What you need to do -
Gather every line of the entries that includes the word "device".

----- Data extracts

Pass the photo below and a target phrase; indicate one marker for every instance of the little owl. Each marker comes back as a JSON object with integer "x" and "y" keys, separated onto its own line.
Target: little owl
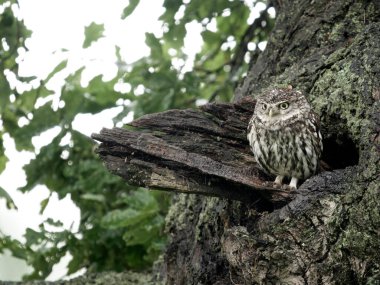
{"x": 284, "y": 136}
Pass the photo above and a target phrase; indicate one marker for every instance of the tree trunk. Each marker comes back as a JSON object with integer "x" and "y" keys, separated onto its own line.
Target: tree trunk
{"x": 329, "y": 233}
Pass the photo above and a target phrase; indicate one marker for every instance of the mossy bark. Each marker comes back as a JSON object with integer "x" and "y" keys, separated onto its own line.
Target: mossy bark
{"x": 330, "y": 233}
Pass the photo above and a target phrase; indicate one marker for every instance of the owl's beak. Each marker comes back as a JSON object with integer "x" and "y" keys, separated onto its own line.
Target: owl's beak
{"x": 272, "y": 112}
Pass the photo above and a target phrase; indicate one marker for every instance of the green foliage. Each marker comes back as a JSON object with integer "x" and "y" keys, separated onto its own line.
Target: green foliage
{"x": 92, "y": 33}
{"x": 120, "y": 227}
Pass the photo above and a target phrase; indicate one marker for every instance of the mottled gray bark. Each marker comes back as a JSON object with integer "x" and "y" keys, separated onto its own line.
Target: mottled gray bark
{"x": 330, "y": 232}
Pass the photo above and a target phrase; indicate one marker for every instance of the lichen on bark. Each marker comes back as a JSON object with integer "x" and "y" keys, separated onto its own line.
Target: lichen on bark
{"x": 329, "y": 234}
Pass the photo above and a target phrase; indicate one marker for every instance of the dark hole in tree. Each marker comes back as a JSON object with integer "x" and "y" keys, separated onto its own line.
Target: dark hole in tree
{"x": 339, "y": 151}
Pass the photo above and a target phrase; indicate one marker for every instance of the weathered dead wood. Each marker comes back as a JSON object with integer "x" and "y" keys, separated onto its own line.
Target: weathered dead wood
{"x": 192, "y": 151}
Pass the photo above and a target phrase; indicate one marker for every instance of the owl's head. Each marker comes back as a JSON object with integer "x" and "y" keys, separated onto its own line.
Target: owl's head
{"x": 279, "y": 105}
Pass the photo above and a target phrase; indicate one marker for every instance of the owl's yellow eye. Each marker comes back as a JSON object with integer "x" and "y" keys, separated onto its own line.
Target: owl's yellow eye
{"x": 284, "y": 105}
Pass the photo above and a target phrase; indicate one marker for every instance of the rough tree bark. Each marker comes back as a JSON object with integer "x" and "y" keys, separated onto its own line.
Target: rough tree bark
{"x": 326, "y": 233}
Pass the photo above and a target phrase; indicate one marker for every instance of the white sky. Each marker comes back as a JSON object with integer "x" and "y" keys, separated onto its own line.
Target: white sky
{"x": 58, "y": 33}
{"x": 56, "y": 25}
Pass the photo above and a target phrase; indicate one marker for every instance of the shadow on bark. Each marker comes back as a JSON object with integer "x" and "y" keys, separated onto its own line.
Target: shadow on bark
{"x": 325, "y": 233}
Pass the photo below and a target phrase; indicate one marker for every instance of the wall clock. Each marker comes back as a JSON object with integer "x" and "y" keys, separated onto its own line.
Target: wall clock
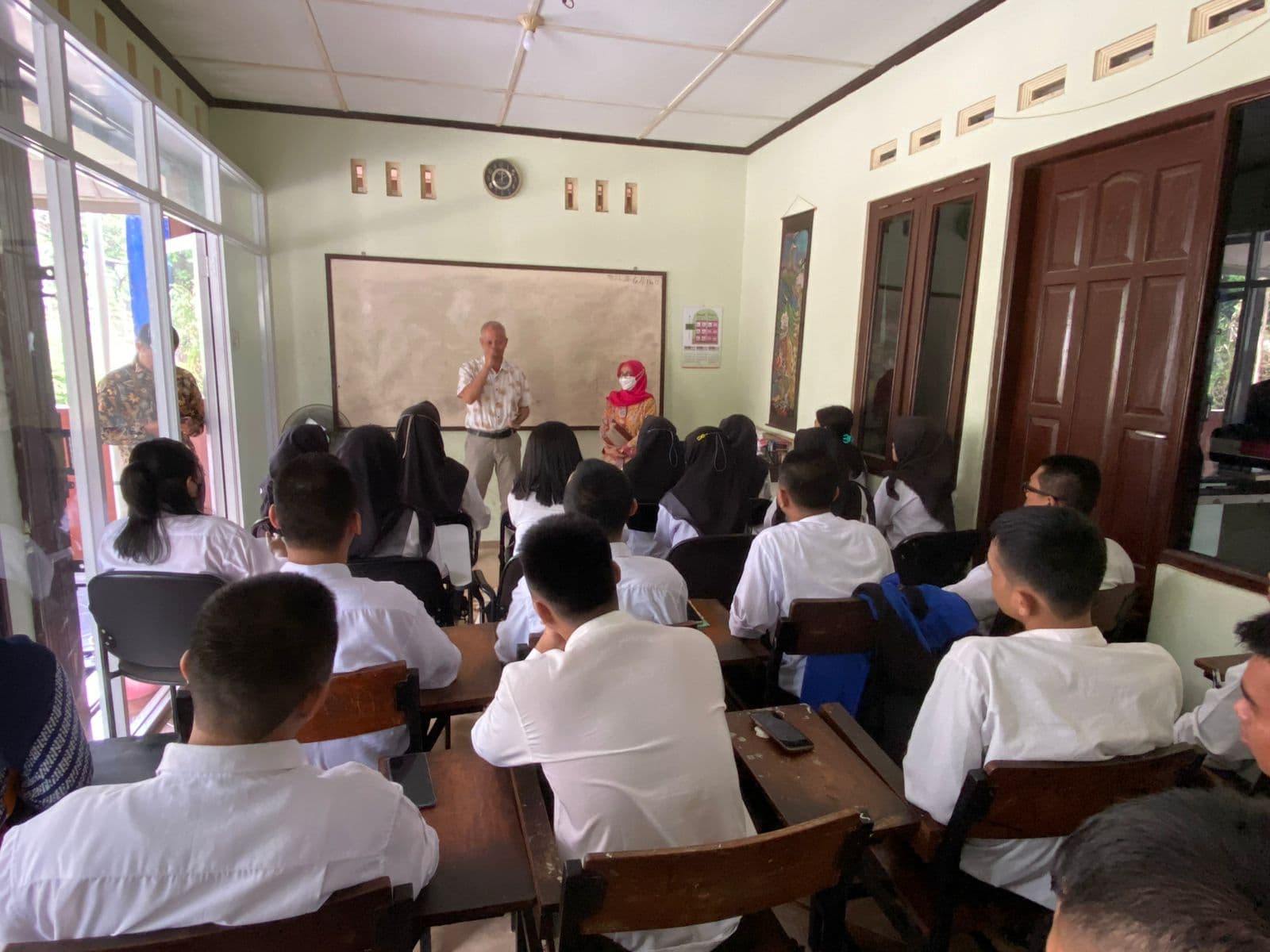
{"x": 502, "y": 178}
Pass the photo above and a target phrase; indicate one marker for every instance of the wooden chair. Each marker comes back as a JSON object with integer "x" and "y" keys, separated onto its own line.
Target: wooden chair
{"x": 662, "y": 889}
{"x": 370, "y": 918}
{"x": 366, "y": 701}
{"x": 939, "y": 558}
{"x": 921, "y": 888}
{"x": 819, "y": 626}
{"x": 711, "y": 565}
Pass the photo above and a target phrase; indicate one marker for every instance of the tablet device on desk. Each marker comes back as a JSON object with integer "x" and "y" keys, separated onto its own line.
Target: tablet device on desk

----------
----- Data extracts

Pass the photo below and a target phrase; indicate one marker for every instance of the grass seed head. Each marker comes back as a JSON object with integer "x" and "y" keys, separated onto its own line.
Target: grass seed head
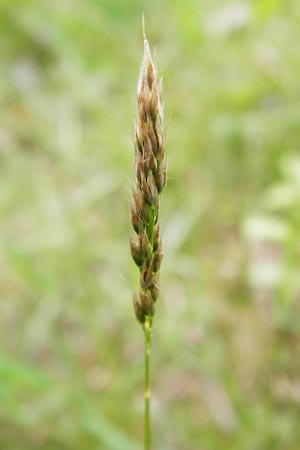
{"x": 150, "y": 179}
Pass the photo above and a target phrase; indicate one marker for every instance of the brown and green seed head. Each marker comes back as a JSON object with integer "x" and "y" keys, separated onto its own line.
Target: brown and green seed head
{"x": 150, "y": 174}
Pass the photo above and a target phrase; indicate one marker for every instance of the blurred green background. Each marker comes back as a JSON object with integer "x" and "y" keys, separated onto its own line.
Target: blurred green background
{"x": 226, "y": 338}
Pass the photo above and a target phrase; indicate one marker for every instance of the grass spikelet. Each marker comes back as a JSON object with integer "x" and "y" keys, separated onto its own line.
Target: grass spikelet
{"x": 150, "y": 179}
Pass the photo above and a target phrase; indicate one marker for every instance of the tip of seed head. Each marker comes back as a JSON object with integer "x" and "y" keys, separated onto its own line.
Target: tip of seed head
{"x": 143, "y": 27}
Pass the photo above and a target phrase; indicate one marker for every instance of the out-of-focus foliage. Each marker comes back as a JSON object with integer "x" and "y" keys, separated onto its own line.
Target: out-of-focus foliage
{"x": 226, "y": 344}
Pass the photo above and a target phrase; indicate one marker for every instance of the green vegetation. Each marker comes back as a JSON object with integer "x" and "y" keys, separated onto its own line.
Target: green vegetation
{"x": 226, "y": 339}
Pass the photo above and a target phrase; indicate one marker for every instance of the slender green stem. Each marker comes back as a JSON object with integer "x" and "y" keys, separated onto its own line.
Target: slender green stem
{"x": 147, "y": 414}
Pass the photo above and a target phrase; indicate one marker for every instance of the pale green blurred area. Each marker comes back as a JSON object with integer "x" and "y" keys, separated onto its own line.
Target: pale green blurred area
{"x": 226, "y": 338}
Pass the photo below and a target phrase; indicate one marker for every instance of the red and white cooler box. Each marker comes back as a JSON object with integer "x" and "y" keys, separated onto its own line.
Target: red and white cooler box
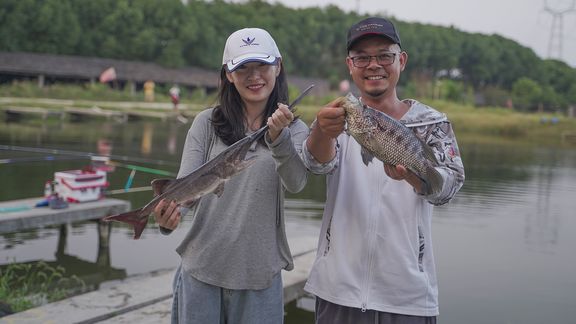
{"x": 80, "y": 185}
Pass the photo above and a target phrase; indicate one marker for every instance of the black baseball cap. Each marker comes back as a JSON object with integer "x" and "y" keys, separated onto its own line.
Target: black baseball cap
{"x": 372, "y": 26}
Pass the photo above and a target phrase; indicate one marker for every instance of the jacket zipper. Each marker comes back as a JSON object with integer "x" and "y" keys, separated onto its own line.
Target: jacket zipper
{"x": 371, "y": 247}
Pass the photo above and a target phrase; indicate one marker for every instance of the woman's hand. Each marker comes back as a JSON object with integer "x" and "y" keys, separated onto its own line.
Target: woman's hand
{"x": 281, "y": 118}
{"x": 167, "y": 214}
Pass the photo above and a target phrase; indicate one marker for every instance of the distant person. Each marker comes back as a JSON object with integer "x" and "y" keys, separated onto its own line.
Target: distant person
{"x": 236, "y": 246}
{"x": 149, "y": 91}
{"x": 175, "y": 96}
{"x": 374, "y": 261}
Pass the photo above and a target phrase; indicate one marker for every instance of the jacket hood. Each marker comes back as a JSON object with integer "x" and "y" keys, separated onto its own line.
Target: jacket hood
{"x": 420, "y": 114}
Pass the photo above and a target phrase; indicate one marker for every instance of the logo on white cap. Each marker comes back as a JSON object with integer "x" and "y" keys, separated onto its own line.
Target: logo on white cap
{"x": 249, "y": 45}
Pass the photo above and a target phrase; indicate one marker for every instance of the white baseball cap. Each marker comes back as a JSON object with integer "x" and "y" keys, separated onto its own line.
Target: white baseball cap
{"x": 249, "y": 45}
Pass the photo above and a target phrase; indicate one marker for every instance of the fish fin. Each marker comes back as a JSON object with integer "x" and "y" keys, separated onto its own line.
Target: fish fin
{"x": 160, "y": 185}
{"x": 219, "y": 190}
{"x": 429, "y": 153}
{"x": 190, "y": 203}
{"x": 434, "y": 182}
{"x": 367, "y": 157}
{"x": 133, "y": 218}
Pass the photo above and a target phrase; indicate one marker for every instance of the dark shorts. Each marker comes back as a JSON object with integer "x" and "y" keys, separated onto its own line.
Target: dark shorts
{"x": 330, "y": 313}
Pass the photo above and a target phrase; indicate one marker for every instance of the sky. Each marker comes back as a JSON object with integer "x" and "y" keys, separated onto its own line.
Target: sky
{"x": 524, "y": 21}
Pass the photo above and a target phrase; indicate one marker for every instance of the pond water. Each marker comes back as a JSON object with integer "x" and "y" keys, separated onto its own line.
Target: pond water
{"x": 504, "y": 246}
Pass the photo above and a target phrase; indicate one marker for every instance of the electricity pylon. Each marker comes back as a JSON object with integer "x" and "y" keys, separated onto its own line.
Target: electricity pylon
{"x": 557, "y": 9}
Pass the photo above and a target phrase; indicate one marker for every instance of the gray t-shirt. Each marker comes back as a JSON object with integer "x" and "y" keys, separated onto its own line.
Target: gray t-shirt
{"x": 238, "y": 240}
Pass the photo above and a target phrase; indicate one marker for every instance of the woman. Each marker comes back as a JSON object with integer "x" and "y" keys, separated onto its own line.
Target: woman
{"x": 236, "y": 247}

----------
----- Data extracts

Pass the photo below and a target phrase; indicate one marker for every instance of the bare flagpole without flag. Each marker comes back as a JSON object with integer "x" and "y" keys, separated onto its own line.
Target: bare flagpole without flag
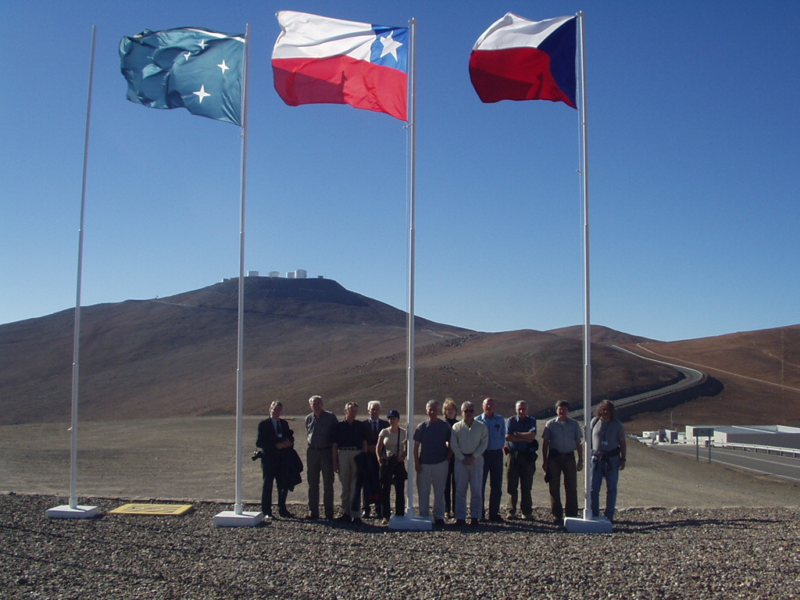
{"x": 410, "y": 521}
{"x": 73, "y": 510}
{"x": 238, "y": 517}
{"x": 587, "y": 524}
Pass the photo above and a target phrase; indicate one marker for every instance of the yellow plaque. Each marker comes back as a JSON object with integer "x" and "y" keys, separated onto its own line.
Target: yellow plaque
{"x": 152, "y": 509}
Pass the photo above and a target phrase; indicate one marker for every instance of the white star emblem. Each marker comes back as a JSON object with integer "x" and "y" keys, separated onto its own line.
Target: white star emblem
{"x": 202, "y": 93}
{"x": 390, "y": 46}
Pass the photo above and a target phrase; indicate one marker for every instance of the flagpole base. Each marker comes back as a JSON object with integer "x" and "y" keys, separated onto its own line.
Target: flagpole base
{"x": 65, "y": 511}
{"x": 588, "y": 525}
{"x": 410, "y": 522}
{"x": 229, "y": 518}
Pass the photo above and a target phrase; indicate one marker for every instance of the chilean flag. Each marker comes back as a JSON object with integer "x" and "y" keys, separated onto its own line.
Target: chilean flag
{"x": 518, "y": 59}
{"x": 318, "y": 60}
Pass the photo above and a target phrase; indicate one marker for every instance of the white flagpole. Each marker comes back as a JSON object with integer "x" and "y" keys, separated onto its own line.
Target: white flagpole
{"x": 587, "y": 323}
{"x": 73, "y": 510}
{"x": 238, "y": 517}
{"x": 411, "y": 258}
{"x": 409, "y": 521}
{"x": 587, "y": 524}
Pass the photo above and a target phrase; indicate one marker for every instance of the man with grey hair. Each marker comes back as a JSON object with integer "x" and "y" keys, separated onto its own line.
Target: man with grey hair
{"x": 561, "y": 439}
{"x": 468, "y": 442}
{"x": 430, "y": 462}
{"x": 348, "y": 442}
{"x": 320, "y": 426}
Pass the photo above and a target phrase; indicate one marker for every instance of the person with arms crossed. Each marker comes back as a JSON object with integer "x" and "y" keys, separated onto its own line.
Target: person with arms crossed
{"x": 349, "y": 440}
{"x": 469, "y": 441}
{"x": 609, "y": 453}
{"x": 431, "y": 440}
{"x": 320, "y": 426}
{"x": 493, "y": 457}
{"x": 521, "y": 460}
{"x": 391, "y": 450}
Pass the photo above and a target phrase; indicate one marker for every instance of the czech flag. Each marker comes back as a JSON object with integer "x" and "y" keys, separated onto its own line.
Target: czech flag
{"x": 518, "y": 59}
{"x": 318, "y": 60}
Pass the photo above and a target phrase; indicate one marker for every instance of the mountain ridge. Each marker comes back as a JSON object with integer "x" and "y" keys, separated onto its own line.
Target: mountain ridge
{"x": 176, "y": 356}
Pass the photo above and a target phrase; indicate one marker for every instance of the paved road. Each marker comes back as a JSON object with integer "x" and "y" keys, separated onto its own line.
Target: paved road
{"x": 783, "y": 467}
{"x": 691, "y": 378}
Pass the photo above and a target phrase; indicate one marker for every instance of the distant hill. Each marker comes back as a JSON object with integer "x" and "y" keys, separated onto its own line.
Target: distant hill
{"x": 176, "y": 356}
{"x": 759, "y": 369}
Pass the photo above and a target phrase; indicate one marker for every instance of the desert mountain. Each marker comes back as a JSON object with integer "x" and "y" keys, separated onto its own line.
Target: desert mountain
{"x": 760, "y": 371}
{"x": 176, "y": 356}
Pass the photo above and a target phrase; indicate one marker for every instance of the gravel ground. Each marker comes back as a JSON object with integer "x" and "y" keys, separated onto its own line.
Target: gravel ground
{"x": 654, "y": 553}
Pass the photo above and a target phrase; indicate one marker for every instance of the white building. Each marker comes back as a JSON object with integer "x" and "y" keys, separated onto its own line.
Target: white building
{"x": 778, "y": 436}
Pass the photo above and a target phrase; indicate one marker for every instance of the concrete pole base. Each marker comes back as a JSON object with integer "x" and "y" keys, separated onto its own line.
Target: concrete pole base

----------

Response below -
Pass the photo above and a target phrase; indicate one marker for every instance of the tablet device on desk. Each marker comes back as a JSON object with integer "x" and "y" keys, separated onto its own line.
Target: tablet device on desk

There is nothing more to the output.